** Start Quoted passage **
Lincs: That's what I'm trying to do - make it easier to deal with as well as more acceptable to my eye. In the end it's all in the eye of the beholder, I know.
And there is always the added complication of those who share their gardens with another who has equal say in what goes! Compromise can be difficult...

22 Jun, 2020

 

Anget, I saw the Rose Bonica at the garden centre a few days ago and was also very disappointed in it!!
We must be in the minority of two!!

22 Jun, 2020

 

Oh, W'rose, you've made my day - I've been feeling so lonely!!

22 Jun, 2020

 

Best thing that's been said to me today!!!
:-)

22 Jun, 2020

 

I can't read all the comments above but what I say is do what you want. We're all different and few plants suit some people, while lots of plants suit other people (like me !!)

A garden with lots of plants may look a mess to some people (who don't appreciate them) and a garden with few plants would be boring to other people (like me)
** End Quoted passage **
** Start Records to use **
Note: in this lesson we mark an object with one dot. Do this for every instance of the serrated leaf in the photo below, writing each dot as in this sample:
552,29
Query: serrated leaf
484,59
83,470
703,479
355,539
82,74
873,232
** End Records to use **
** Start Records to use **
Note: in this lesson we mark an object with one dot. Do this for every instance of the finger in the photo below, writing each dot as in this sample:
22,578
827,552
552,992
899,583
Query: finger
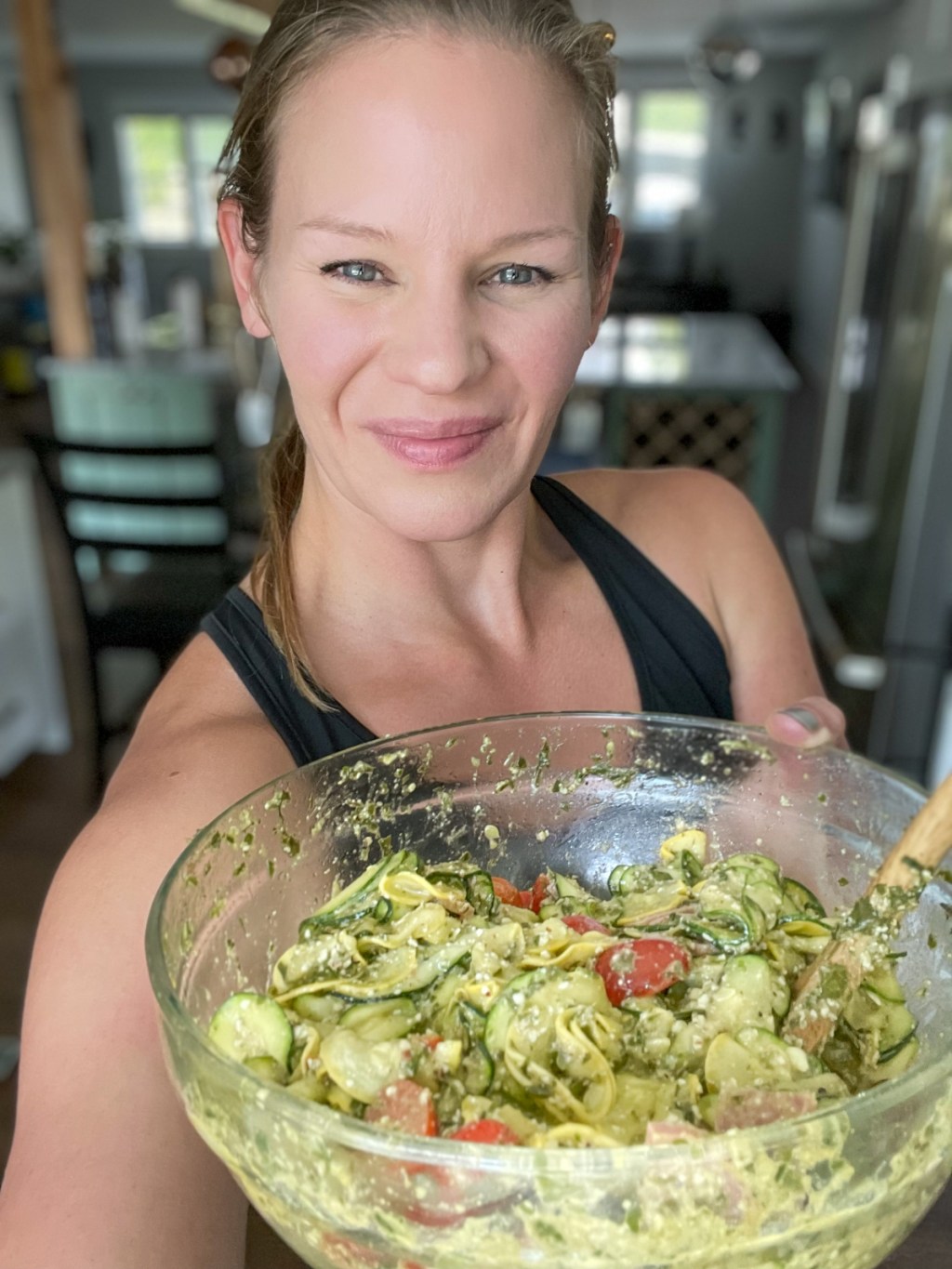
** End Records to use **
** Start Records to use **
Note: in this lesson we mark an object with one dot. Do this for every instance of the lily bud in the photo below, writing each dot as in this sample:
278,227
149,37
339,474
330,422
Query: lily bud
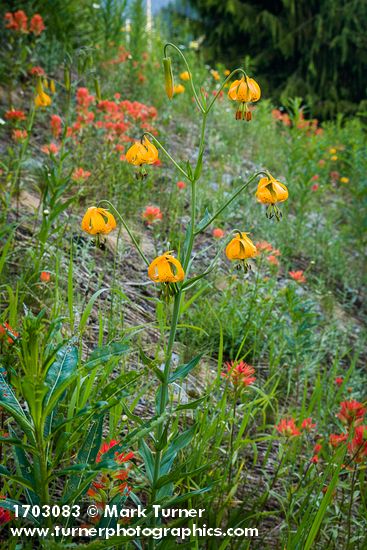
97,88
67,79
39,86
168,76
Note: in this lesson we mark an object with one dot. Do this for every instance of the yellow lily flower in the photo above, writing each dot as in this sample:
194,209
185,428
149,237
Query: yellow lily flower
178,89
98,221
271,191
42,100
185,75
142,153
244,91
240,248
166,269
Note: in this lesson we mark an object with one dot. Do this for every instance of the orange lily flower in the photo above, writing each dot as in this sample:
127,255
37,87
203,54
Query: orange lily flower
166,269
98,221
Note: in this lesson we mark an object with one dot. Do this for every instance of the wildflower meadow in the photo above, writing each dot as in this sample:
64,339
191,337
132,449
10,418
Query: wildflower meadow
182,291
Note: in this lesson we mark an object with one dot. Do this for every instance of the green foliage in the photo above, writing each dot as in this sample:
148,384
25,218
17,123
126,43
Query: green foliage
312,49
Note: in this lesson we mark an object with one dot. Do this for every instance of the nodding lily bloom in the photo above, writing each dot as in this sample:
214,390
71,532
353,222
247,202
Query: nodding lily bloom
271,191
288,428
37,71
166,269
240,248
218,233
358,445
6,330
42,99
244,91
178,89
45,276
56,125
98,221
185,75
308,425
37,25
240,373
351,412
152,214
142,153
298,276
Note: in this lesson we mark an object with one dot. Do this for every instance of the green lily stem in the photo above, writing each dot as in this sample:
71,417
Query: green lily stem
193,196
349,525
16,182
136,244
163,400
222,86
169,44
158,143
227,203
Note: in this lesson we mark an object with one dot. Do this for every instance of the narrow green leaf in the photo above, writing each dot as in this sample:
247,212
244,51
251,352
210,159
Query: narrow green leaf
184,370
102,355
** End Records to use **
Instructions ▸
(a) Extract each line of the records that contains the word "finger", treating uppercase and lowercase letters as distinct.
(b) Write a continuation of the gardening forum thread, picking up right after its final sentence.

Exercise answers ▸
(a)
Note: in this lesson we mark an object with one dot. Do this for every instance of the finger in the photo below, writing each dot as in this sample:
Query: finger

(b)
You see, there are plant collectors and there are designers ... and I don't think it matters what your garden looks like if you're a plant collector. What matters are the individual plants, and the fact that you've got them in your garden.

I know I have lots of plants and like you I can't (and don't want to) stop buying them, because then I'd be bored.
Beryl (who is not here any more) was the same. Whenever we'd go somewhere I would buy plants, and she would also buy plants ...
I'll never forget the time we went to Cornwall on a holiday - the day we were due to come home I was loading things into the car and there just wasn't enough room for everything because we had bought so many plants.
I said to Beryl "You have a choice - we can take the luggage home or we can take the plants home, but there is not enough room in the car for both" ... and she said we'll take the plants and leave the luggage behind :D haha

In the end she sat in the passenger seat and I crammed the plants all around her and on her lap, and that was how we got home ... and laughing at ourselves all the way :D

Well I suppose the size of your new garden will dictate how many plants you can buy but I don't think you'll ever be able to stop buying them completely ... it's the way you are :)
just like me !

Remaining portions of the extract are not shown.